━━━━━ PASSAGE ━━━━━
Each key you define represents a field you want to extract. You provide a type
and (optionally) a description
to help the model understand what data to look for.
Supported Types
string
– plain text value
number
– numeric value
boolean
– true or false
list
– an array of values
item
– a nested object (with its own structure under output
)
You can also use enum
to restrict a string to a fixed set of values.
Example Request
curl --request POST \
--url 'https://api.hasdata.com/scrape/web' \
--header 'Content-Type: application/json' \
--header 'x-api-key: <your-api-key>' \
--data '{
"url": "https://hasdata.com",
"aiExtractRules": {
"company": {
"description": "company name",
"type": "string"
},
"reviews": {
"type": "list",
"output": {
"review": {
"description": "review text",
"type": "string"
},
"author": {
"type": "string"
}
}
},
"clients": {
"type": "list",
"output": "string"
},
"trial": {
"type": "item",
"output": {
"available": {
"type": "boolean"
},
"type": {
"type": "string",
"enum": ["paid", "free"]
}
}
},
"yearFounded": {
"type": "number"
}
}
}'
Example Response
{
"requestMetadata": {
"id": "784b9b3a-8426-431c-a516-beec621183a0",
"status": "ok"
━━━━━
_STATED PROBLEM_
Can you continue the documentation on AI extraction rules above, picking up right after its last line?
━━━━━ DATA LISTING ━━━━━
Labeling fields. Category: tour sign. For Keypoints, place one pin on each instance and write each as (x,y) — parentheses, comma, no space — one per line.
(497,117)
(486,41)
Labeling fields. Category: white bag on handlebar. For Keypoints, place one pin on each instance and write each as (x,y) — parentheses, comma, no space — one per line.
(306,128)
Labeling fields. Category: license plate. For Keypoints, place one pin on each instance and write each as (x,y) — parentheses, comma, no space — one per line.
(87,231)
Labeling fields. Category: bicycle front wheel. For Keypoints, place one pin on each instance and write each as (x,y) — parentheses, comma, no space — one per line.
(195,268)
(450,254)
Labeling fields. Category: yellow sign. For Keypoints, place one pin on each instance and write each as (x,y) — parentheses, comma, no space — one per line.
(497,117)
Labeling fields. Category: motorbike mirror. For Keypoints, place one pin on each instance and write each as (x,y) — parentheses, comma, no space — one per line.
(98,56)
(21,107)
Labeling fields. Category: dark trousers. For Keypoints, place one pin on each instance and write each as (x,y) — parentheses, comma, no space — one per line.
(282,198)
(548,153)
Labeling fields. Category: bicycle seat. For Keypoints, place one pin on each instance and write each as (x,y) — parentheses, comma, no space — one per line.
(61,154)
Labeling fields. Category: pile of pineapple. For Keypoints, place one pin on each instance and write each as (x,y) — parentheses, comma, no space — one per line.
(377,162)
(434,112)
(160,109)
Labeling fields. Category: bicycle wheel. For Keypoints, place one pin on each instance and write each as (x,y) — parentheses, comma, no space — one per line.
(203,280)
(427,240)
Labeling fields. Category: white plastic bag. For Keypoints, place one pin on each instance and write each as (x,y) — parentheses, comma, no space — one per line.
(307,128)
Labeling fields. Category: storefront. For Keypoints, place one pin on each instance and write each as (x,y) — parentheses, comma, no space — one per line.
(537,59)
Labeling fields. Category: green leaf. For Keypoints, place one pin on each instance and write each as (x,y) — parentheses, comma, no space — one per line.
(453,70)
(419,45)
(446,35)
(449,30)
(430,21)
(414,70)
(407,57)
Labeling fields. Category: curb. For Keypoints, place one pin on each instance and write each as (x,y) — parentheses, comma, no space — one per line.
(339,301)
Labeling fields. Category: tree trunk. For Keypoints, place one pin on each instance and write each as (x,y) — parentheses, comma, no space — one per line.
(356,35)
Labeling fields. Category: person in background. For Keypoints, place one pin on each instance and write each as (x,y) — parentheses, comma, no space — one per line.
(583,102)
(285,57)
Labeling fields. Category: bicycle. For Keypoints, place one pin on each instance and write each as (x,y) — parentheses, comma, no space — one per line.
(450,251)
━━━━━
_REPLY_
},
"content": "<!DOCTYPE html><html lang=\"en\"><head>...</body></html>",
"aiResponse": {
"company": "HasData",
"reviews": [
{
"review": "Roman from HasData went above and beyond to help us with our scraping needs...",
"author": "Michael Bonacina"
},
{
"review": "I found HasData, which is one of the best scraping services I have ever used...",
"author": "Hussein Ali"
}
],
"clients": [
"Stanford",
"Salesforce",
"Samsung",
"Nvidia",
"Mailchimp",
"Harvard",
"Copyleaks",
"LosAngelesTimes",
"SurveySparrow"
],
"trial": {
"available": true,
"type": "free"
},
"yearFounded": null
}
}
Notes
- Descriptions are optional but highly recommended for accuracy.
list
fields can output flat values ("output": "string"
) or objects ("output": { ... }
).
- Fields with no match will return
null
.